**OBJECTIVE:** Can you repeat each of the items below word for word, leaving out the picture?

**INPUT RECORDS:**
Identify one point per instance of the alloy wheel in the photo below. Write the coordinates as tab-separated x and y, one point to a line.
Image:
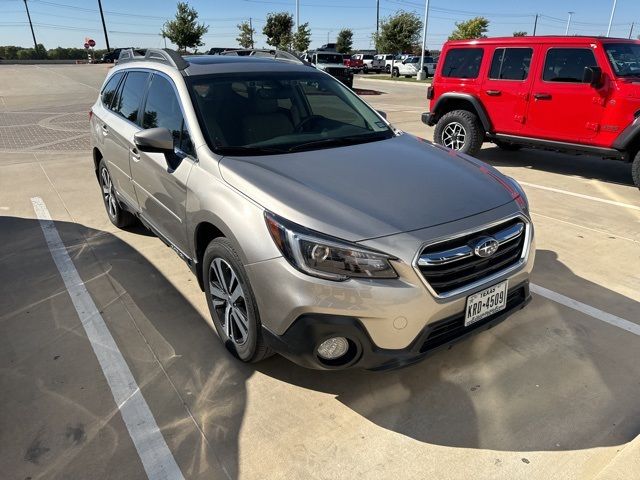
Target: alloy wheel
108	193
228	299
454	136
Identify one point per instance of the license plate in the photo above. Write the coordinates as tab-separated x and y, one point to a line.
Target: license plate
487	302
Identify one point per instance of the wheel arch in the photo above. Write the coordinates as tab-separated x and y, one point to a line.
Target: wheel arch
448	102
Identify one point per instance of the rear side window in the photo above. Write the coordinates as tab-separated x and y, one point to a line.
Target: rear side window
110	89
162	109
130	95
511	64
462	63
567	64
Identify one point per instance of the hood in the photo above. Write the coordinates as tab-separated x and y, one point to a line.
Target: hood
369	190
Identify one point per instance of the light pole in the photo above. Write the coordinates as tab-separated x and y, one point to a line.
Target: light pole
421	74
613	11
566	32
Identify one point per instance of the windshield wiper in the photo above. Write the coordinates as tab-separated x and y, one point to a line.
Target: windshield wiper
339	141
247	150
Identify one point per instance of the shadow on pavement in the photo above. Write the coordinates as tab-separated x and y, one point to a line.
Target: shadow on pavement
544	379
36	310
586	166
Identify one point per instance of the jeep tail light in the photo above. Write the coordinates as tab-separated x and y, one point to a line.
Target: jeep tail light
430	92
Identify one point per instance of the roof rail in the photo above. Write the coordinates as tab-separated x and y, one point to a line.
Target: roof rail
165	56
282	55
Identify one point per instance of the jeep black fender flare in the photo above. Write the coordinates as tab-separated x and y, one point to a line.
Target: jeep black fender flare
447	98
629	137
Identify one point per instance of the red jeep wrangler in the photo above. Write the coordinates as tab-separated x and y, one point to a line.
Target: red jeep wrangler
572	94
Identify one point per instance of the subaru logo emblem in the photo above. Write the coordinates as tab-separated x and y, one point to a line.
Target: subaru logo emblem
485	246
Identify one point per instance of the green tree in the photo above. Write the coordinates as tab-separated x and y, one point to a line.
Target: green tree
245	37
278	29
302	38
399	33
184	30
344	42
474	28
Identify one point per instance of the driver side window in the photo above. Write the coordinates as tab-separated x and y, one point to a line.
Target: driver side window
162	109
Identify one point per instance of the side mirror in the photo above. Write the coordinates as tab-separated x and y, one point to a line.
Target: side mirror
158	140
592	76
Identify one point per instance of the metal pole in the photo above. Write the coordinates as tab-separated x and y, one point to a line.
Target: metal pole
566	32
613	11
35	44
251	31
104	27
421	74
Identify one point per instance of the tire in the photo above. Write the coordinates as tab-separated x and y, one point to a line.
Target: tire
635	170
509	147
120	217
222	276
456	124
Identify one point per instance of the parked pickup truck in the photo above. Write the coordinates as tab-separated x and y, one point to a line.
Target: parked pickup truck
367	60
410	66
355	64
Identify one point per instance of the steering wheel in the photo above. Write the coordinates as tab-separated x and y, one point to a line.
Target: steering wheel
311	120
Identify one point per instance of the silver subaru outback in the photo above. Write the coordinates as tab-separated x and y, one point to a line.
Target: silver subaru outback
315	228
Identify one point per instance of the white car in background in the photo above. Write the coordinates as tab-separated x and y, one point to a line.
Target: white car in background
410	67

**THE RESPONSE:**
Identify one point per instance of the alloy wheel in the photo below. Write the coordinates as tab-separated x and y, one point to a line.
Image:
Target: alloy wheel
108	193
228	299
454	136
Identify one point per instance of the license plate in the photo above. Write the coordinates as tab-separated x and y, one point to a line.
Target: license plate
487	302
Identify one point per instance of the wheel arch in the photo above. Write the coordinates as tab-separated x and y, one point to a line.
Target: wheel arch
448	102
Identify one point per instance of the rear side window in the photo above. Write the coordinates as tab-separated x and y, one point to a line.
Target: rear side window
110	89
162	109
130	95
511	64
462	63
567	64
Identify one point per instance of the hood in the photo above. Write the coordinates as tab-separated x and y, one point to a line.
Target: hood
369	190
Identify one point per instance of the light pole in the photo above. Write the coordinates as tab-separated x and y, one point to a line.
Target: light pole
421	74
613	11
566	32
Identify one point per instance of the windshield wiper in the photo above. Write the coordinates as tab-separated x and y, one point to a line.
Target: windshield wiper
339	141
247	150
Identify one point per instance of the shadow on pavement in the photo above. Write the coordinates as tab-separated x and y, one point to a line.
Target: shadow on pavement
544	379
36	310
586	166
Identify one point per instance of the jeep tail light in the photo above. Write the coordinates as tab-separated x and y, one point to a line.
Target: jeep tail light
430	92
Identify one point per instance of the roof rail in the photo above. Write the coordinates as tab-separated x and y, one point to a line.
Target: roof rail
165	56
282	55
Identify one point per instance of the jeep black fender flare in the photo above. Write the coordinates as tab-separated x and y, one point to a line.
Target: jeep black fender flare
447	98
629	137
Identify one point per instance of the red jeep wrangler in the photo above. Write the coordinates as tab-separated x and y, one point to a line.
Target: red jeep wrangler
572	94
Identify one point per instance of the subaru logo emblem in the photo above. Write the coordinates as tab-separated x and y, one point to a line.
Target: subaru logo emblem
485	246
Identify one point per instance of the green tree in the photo above. Write the coordinates as tab-separated x and y, one point to a line.
Target: green tree
245	37
278	29
302	38
399	33
184	30
344	42
474	28
Identify one point per instance of the driver side window in the photo above. Write the coordinates as tab-separated x and y, one point to a line.
Target: driver side window
162	109
Identify one point per instance of the side mirror in the photo above. Write the coordinates as tab-separated x and y, one point to a line.
Target: side mirror
158	140
592	76
Identify one point per instance of the metal pole in the photo above. Write the coordinates as tab-separated x and y, one point to a line.
Target: metal pole
566	32
613	11
35	44
251	31
104	27
421	74
Identify one point per instance of the tire in the photo above. Write the coordinates as tab-separated x and y, one point to a line.
Target: tire
635	170
509	147
120	217
222	276
456	124
Identify one point per instance of the parked pickup truck in the photo above. Write the coordinates as tab-separated x and y, one point to a line.
Target: parked pickup truck
367	60
410	66
355	64
Identify one point per instance of the steering wheel in the photo above. Write the coordinates as tab-separated x and y, one point to a line.
Target: steering wheel
311	120
Identify one point per instance of the silver subaru outback in the photo above. Write the coordinates as tab-separated x and y, one point to a line.
Target: silver subaru outback
315	228
Identify one point per instance of the white car in background in the photo above. Write the coordinates as tab-separated x and y, one point to a line.
Target: white car in background
410	67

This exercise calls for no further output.